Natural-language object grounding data
+++++
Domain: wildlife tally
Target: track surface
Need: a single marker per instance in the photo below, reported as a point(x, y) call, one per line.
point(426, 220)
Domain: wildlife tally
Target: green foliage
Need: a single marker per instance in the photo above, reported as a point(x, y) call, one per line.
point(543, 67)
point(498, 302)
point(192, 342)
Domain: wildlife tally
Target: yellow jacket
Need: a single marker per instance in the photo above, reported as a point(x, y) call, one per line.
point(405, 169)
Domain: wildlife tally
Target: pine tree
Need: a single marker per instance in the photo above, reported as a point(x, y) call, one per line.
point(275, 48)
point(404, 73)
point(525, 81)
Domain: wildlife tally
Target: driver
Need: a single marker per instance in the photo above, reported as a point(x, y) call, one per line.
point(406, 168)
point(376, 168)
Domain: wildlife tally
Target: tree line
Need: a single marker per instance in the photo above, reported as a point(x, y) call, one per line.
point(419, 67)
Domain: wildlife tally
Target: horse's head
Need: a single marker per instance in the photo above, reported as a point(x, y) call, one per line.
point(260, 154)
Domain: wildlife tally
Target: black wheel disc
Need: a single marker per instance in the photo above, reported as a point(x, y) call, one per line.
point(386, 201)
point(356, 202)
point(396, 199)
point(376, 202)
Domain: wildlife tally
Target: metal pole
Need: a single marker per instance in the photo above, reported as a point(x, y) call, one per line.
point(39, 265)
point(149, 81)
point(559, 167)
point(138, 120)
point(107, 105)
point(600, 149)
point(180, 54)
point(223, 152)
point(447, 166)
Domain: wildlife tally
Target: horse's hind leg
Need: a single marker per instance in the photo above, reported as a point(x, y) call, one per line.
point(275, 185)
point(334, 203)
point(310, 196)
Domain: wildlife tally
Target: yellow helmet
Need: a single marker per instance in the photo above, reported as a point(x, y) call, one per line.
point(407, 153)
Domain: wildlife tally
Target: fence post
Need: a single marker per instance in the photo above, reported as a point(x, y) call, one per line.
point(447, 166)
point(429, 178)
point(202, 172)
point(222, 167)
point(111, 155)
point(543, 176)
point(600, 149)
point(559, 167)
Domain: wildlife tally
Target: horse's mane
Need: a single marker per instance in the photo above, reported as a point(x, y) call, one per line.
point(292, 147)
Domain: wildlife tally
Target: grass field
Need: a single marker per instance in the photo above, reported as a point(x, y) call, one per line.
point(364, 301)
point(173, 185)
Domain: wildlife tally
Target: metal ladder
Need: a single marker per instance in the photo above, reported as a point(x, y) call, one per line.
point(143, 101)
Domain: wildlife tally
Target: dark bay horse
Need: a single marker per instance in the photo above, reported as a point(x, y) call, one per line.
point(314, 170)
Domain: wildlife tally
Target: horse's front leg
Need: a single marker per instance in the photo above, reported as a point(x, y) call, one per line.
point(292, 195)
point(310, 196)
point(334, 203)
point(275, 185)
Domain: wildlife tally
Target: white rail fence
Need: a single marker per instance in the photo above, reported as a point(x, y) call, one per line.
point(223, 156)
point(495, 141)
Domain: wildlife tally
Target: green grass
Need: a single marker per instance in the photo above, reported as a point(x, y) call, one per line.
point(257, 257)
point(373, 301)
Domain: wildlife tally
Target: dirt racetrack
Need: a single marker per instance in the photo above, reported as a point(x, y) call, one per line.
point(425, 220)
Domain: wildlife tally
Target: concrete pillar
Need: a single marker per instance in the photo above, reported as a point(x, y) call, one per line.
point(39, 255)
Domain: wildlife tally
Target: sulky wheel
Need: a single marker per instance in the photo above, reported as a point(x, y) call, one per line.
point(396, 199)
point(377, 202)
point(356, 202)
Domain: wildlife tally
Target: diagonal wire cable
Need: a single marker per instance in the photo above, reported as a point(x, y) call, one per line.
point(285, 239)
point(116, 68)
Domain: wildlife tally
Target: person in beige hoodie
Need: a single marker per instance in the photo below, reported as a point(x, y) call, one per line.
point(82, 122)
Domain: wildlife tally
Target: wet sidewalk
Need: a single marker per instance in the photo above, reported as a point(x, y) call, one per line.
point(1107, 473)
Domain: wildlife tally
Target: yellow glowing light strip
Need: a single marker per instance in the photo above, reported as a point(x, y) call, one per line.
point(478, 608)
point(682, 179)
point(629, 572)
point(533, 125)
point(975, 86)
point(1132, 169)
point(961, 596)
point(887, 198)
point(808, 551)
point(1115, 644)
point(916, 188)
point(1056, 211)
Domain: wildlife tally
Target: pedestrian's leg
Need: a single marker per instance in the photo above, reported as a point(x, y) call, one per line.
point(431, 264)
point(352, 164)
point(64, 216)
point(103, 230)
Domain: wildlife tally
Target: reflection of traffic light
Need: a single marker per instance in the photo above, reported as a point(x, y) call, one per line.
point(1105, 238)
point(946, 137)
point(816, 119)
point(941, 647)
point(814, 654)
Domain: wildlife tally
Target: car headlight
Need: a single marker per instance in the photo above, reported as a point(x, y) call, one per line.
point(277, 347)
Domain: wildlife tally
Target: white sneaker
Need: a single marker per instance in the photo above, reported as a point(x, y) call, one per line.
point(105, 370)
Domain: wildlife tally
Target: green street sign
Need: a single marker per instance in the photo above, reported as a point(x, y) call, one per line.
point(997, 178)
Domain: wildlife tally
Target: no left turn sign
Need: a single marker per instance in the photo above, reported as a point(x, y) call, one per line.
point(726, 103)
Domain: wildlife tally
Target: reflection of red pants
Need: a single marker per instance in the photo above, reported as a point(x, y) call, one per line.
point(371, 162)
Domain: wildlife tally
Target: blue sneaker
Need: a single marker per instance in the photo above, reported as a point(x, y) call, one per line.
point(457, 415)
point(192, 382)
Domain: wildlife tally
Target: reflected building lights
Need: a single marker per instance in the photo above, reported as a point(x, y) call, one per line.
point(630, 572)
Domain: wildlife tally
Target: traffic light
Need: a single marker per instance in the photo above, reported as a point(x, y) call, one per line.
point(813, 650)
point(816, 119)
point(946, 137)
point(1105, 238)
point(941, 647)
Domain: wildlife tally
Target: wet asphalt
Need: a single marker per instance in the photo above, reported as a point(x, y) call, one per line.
+++++
Task statement: Up to and including the line with "Target: tree line", output each line of the entries above exactly, starting from the first.

Answer section:
Domain: wildlife tally
Target: track surface
Need: a single marker per instance in the photo below, reported as a point(x, y) call, one per line.
point(426, 220)
Domain: wildlife tally
Target: green foliage
Need: a single marker per instance in the photo above, reported as a point(x, y) call, one per line.
point(543, 67)
point(498, 302)
point(192, 342)
Domain: wildlife tally
Target: yellow jacket
Need: a single marker per instance in the photo above, reported as a point(x, y) call, one per line.
point(405, 169)
Domain: wildlife tally
Target: pine tree
Need: a single marker per instance in the photo above, reported as a point(x, y) call, one per line.
point(275, 48)
point(404, 73)
point(525, 81)
Domain: wildlife tally
Target: driver
Need: a single marker per instance in the photo above, reported as a point(x, y) call, one per line.
point(406, 168)
point(376, 168)
Domain: wildlife tally
Target: tree line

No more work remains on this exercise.